── Supplied records
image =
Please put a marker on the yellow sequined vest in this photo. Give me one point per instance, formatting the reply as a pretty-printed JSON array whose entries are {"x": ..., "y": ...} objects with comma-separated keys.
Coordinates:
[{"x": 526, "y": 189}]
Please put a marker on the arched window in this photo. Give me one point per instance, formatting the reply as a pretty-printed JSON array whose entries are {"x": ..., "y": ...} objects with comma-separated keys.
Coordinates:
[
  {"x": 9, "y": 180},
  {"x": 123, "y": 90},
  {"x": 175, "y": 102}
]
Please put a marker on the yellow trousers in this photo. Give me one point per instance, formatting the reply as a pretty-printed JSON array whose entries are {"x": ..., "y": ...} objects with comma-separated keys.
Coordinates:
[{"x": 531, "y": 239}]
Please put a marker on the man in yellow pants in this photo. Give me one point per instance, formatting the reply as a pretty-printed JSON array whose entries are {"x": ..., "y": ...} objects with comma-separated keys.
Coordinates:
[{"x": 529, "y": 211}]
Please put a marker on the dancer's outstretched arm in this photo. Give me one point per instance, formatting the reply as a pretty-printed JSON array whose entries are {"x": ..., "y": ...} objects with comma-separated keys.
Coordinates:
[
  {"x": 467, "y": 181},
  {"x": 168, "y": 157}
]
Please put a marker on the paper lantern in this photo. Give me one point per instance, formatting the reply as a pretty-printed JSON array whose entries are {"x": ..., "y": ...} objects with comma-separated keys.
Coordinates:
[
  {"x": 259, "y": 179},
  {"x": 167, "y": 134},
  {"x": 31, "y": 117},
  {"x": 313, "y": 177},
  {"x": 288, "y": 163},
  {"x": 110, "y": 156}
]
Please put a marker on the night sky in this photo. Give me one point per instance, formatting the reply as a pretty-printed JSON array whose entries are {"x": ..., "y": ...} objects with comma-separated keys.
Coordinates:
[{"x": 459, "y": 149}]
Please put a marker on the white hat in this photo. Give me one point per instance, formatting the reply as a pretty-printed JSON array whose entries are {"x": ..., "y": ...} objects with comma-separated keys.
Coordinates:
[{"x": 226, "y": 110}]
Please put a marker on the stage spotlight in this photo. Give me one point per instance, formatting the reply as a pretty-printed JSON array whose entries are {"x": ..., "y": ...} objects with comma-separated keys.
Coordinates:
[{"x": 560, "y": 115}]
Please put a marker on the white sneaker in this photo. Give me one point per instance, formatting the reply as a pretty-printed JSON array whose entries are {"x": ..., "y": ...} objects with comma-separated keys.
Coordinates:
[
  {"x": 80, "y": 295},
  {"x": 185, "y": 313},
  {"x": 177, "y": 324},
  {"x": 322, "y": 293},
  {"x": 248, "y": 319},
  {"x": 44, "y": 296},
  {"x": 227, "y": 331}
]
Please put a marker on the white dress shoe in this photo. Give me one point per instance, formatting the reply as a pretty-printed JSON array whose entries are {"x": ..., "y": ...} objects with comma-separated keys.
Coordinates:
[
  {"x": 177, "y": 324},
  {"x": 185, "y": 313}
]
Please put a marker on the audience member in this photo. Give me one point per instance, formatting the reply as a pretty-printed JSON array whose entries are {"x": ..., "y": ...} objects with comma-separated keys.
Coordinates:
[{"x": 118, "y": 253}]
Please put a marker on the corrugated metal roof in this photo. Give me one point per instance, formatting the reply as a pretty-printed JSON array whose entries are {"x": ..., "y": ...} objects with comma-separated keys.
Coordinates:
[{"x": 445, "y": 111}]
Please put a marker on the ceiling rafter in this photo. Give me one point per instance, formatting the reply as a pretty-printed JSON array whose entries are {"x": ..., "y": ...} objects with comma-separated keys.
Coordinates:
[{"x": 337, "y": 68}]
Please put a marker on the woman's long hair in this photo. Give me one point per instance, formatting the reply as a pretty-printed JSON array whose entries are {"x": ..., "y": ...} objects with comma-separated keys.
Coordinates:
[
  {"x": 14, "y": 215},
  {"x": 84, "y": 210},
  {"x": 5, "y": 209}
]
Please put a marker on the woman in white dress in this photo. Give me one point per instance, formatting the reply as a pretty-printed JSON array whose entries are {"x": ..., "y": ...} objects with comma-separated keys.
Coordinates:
────
▸ Aim
Output exactly the lines from the one containing "Please put a marker on the ceiling" through the last line of the entries, both ends included.

▸ Expected answer
Please put a marker on the ceiling rafter in this photo. Give me one point per instance, formatting the reply as a pretty-printed JSON array whose entries are {"x": ..., "y": ...} objects with comma-separated keys.
Coordinates:
[{"x": 337, "y": 68}]
Please put a marker on the woman's long hair in this photo. Give me one point per instance, formatting the reply as a pretty-printed JSON array whose entries are {"x": ..., "y": ...} objects with comma-separated keys.
Coordinates:
[
  {"x": 14, "y": 215},
  {"x": 84, "y": 210},
  {"x": 5, "y": 209}
]
Please put a marker on the woman in white dress in this photo. Give me one point per instance, formatting the reply as a pretty-printed JSON array whose entries are {"x": ..., "y": ...} objects with comma-separated keys.
Coordinates:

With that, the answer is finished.